### WHAT YOU SHOULD DO
Look below for the line containing "Example input — car antenna". Output it and each remaining line of the entries exactly, and nothing else.

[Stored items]
******

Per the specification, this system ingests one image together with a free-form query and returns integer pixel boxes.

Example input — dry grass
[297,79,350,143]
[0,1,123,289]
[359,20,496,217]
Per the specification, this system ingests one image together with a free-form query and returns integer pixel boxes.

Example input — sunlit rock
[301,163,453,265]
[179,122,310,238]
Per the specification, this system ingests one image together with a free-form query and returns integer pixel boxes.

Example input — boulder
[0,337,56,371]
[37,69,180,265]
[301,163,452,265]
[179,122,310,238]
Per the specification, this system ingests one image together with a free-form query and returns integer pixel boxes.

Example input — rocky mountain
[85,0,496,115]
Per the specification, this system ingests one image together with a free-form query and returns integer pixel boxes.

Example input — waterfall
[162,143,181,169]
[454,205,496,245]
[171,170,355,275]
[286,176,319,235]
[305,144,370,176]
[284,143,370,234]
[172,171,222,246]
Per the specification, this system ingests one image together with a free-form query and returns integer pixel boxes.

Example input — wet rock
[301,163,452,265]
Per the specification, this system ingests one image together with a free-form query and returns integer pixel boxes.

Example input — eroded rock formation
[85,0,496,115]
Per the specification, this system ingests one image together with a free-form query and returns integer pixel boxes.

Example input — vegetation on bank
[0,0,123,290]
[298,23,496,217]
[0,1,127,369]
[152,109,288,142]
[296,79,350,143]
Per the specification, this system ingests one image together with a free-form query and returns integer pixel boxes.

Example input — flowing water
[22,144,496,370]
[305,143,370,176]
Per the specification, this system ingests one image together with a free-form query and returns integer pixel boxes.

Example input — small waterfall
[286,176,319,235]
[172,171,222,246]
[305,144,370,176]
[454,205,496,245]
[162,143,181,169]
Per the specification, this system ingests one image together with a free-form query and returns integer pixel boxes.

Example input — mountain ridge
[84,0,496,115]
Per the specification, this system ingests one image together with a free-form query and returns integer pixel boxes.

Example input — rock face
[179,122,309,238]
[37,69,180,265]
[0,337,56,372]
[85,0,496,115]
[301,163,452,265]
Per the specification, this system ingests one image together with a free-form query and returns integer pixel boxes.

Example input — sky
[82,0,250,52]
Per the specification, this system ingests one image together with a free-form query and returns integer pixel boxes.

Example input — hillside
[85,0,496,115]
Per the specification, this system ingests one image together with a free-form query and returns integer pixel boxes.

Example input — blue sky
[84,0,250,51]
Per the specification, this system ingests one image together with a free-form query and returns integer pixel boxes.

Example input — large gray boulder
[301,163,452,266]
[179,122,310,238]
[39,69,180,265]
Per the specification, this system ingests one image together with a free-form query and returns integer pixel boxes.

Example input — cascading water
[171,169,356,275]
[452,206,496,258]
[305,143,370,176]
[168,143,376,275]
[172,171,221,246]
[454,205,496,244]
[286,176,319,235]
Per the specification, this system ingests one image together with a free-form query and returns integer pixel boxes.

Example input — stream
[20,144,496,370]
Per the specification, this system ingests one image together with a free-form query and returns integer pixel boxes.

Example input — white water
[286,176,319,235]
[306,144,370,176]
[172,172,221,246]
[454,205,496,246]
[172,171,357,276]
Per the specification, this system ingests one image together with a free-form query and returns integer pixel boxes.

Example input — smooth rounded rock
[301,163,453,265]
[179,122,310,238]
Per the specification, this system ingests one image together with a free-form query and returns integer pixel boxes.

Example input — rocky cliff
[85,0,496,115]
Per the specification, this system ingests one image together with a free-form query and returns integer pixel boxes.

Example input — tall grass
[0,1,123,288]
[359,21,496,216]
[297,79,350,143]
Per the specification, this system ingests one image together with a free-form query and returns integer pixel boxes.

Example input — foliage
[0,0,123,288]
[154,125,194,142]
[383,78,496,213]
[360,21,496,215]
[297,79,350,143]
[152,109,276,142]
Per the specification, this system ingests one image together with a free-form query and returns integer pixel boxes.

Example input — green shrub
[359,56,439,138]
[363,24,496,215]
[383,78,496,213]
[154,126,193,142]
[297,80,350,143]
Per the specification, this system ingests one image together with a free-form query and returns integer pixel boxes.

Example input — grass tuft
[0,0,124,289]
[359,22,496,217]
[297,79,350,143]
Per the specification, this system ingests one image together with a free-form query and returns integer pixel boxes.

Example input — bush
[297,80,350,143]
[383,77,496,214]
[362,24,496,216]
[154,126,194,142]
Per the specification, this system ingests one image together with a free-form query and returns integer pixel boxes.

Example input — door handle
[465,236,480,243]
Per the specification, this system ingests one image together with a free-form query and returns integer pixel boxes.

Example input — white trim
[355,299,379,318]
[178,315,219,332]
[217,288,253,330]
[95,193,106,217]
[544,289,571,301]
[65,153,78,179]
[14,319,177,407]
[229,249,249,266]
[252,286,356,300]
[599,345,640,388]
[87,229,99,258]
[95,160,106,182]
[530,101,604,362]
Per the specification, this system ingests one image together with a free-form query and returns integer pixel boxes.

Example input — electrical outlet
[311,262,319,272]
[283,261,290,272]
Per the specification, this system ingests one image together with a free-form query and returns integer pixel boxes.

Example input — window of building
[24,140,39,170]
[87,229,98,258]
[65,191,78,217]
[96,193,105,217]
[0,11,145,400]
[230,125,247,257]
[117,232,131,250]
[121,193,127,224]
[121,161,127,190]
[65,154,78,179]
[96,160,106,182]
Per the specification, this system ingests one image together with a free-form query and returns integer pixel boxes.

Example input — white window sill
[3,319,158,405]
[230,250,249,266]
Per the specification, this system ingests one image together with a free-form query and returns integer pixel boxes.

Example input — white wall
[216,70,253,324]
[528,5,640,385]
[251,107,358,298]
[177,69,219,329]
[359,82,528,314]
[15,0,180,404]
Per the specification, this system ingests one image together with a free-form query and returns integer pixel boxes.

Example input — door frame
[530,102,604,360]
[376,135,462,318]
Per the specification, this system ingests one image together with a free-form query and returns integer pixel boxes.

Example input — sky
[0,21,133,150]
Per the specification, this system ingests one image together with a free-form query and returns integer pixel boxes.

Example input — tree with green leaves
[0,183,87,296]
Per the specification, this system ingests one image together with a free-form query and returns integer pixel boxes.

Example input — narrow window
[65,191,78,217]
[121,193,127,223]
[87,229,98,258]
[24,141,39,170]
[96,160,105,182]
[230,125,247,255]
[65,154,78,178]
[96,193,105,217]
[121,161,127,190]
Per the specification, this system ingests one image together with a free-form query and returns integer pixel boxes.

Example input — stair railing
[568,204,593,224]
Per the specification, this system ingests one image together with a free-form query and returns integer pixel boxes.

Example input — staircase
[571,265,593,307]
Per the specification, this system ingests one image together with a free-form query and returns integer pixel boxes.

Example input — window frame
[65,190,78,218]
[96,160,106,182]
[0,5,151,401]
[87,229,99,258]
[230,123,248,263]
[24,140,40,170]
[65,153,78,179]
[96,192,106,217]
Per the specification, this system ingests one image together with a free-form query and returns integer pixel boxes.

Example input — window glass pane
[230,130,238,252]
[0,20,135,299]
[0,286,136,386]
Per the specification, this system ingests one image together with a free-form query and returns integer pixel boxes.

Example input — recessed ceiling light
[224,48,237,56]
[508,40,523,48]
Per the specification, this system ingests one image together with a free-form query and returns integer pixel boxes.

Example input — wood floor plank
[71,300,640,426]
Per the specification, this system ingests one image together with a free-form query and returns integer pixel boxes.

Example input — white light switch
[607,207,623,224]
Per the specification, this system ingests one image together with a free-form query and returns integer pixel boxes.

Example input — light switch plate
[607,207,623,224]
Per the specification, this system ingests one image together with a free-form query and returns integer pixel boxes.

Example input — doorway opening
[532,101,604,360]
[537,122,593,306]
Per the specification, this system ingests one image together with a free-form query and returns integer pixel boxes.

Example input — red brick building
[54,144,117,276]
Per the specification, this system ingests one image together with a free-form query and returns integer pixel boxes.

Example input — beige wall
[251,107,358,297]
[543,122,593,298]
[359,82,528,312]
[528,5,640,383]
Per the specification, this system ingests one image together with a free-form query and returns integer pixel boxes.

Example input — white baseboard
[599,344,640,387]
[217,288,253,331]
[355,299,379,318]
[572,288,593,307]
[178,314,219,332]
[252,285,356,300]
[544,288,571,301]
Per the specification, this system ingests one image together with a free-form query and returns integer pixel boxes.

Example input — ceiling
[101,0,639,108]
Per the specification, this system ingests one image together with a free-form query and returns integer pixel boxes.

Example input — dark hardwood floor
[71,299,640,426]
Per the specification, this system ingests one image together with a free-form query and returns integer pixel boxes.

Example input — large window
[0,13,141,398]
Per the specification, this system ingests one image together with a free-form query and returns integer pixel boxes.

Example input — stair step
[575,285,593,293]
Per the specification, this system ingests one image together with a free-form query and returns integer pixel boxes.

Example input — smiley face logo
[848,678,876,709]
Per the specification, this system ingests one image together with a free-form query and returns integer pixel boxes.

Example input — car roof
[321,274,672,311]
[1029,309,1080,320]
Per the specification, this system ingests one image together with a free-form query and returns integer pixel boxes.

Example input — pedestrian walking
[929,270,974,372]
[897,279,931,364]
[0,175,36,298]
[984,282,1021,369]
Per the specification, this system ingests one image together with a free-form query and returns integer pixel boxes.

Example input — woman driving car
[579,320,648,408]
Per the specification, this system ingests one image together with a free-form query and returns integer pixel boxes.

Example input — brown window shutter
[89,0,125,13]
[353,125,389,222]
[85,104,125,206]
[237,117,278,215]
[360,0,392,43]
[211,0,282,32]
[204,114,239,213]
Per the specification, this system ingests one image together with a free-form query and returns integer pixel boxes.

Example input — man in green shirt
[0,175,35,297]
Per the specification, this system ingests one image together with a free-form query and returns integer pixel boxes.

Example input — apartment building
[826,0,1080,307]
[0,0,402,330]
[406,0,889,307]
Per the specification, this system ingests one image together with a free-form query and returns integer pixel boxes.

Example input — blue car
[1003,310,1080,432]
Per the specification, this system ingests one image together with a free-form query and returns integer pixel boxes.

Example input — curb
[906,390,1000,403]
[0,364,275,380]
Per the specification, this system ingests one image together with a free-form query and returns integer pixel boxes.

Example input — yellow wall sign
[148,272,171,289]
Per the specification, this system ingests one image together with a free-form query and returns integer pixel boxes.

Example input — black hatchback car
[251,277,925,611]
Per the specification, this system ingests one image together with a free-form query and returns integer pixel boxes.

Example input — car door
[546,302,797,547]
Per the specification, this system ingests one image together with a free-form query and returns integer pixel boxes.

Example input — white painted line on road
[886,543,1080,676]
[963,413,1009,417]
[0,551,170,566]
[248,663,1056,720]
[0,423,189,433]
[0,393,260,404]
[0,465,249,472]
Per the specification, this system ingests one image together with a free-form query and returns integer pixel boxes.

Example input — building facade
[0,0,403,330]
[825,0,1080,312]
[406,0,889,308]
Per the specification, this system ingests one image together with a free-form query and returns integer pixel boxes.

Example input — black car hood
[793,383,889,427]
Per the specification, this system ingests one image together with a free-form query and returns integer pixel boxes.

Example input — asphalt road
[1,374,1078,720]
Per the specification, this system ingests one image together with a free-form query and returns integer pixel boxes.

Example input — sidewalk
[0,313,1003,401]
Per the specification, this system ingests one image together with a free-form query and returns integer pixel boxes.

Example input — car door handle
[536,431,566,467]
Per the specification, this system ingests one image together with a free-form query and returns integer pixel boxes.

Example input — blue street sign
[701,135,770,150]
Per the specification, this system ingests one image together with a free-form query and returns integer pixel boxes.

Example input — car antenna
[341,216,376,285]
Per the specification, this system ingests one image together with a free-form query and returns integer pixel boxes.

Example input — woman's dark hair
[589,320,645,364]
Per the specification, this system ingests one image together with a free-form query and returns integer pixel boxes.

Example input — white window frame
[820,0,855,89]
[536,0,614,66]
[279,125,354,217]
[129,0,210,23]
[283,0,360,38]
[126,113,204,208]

******

### COMPLETED TASK
Example input — car antenna
[341,216,376,285]
Per the specification, this system ingests one image together with a free-form query and returns integer pixel boxes.

Example input — woman's dark hair
[589,320,645,364]
Per the specification, this system ingests one image together with a free-form query and returns integer pixel boxes.

Example input — white window frame
[820,0,855,89]
[536,0,614,66]
[279,125,354,217]
[129,0,210,23]
[283,0,360,38]
[126,113,204,208]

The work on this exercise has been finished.